Document segment:
________________________

The Health STATISTICS Act boasts support from a number of organizations and leading experts in public health and data policy.

“The COVID crisis has revealed several flaws in our country’s health care system, one being the absence of interagency protocols for reporting or sharing data. The lack of data shared at the national level has a direct impact on frontline heroes at the local level and effects the quality of care patients receive,” said Charles Rothwell, former Director of the National Center for Health Statistics (NCHS) within the CDC. “Statistics are made up of data points that represent the living truths of real people: our loved ones, family, friends, community members. Each is consequential in providing experts with information that can make an immense difference if their data is used wisely. The good news is that the Health STATISTICS Act would do just that, revolutionizing the way we use data by finally standardizing and modernizing our infrastructure while maintaining the critical balance of accessibility and confidentiality. With this bill, we would be capable of spotting public health emergencies as soon as they begin and intervene early, saving countless lives.”

________________________

Given entries:
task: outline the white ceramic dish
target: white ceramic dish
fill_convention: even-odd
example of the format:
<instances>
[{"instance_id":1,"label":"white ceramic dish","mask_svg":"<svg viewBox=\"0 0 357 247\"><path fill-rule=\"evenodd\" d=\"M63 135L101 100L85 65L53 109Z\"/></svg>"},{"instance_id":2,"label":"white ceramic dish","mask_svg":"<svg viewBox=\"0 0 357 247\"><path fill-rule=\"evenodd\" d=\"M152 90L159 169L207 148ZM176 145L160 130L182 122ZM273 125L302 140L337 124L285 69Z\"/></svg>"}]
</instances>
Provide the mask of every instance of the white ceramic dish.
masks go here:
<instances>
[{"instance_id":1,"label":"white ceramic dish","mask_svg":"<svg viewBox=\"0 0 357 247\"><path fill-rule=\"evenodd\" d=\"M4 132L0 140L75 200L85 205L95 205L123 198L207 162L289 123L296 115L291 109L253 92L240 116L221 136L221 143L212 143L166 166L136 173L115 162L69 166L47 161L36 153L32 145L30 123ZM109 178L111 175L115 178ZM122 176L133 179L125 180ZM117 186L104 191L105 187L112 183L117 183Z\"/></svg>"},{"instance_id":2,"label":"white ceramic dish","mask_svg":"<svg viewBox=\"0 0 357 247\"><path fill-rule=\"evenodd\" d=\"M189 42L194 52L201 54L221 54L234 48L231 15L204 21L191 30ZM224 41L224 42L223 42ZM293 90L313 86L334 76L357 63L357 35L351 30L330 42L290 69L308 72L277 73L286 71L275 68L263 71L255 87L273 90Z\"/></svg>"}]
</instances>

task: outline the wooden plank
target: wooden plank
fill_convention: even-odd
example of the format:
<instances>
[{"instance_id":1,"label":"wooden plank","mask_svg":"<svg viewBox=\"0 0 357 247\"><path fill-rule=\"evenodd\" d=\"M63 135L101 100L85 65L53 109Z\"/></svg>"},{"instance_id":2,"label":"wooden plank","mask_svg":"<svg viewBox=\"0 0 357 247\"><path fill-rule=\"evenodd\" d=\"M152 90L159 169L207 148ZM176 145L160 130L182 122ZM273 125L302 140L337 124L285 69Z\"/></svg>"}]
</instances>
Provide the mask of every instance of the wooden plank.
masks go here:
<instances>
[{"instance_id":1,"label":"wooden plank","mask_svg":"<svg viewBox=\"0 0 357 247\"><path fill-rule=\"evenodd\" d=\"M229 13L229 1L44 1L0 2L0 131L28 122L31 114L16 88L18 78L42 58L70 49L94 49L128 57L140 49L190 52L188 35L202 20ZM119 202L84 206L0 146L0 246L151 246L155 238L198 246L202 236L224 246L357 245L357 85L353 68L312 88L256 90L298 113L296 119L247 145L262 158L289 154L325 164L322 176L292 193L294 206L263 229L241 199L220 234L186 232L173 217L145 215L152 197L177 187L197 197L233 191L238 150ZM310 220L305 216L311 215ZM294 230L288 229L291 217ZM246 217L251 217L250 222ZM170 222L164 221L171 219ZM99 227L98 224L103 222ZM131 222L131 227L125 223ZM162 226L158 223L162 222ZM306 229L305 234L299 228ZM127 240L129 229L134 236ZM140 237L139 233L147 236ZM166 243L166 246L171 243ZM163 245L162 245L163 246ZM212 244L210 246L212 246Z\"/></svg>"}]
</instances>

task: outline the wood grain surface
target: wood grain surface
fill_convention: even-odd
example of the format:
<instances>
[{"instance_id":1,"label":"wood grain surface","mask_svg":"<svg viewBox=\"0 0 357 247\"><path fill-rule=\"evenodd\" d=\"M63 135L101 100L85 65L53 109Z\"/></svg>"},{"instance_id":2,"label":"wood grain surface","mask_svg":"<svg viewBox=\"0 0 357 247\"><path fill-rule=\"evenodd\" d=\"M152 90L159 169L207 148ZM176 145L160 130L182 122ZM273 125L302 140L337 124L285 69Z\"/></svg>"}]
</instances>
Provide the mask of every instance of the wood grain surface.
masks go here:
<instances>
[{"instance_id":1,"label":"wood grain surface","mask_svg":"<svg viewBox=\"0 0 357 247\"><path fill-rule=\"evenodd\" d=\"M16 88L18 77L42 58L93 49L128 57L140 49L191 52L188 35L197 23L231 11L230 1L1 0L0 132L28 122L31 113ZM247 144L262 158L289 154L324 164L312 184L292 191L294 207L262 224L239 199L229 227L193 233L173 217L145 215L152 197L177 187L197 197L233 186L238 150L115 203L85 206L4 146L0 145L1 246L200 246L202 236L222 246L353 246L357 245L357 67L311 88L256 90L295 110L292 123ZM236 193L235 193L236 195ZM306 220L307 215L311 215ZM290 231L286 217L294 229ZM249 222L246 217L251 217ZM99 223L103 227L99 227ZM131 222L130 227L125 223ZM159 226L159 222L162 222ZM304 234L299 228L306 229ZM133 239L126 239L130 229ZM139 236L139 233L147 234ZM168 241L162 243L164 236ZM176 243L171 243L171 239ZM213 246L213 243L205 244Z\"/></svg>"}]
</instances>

________________________

Exercise tasks:
1 – In the passage on the Health STATISTICS Act, what position did Charles Rothwell formerly hold?
2 – Carry on the passage about the Health STATISTICS Act from the point where it stops.
The listing has no connection to the passage on the Health STATISTICS Act.

Responses per task:
1 – He was Director of the National Center for Health Statistics (NCHS) within the CDC.

2 –
“The Health STATISTICS Act is a game changer. It is a foundation to bringing rationality and better utilization to public health data in this country, while strengthening privacy protections,” said Dr. Nancy Potok, former Chief Statistician of the United States. “The bill fills in gaps that have held back public health officials from understanding and acting on our greatest health challenges. Those gaps may have cost us millions of dollars and thousands of lives. If the key provisions of this bill had been enacted and implemented before the pandemic hit, we would have been much better prepared as a nation to have the timely, relevant information needed to act quickly and effectively at all levels of government.”

“The pandemic highlights something we have known for years – that our country’s data infrastructure needs continuous improvement and resources to adjust to emerging priorities. The lack of certain health data standards limits our ability to reliably and meaningfully use data to generate insights for decision-makers inside and outside government,” said Nick Hart, CEO of the Data Coalition. “The bipartisan Health STATISTICS Act promotes the rapid adoption and use of existing data standards created by industry and non-profit partners, while also planning for future data innovation. The Data Coalition is pleased to endorse the Health STATISTICS Act legislation that will ultimately support evidence-based decision-making, higher quality open data, and responsible data sharing. The Data Coalition members look forward to rapid advancement of this important legislation that will result in much-needed and long-overdue improvements to public health data standards.”

“The COVID-19 pandemic highlights the urgent need to modernize our public health data infrastructure. Policymakers and researchers must be able to access innovative, complete, and timely data,” said the Center for Public Health Initiatives (CPHI). “The CPHI enthusiastically endorses the Health STATISTICS Act which will support state and federal agencies in their efforts to ensure the nation can respond to public health needs with the best possible information.”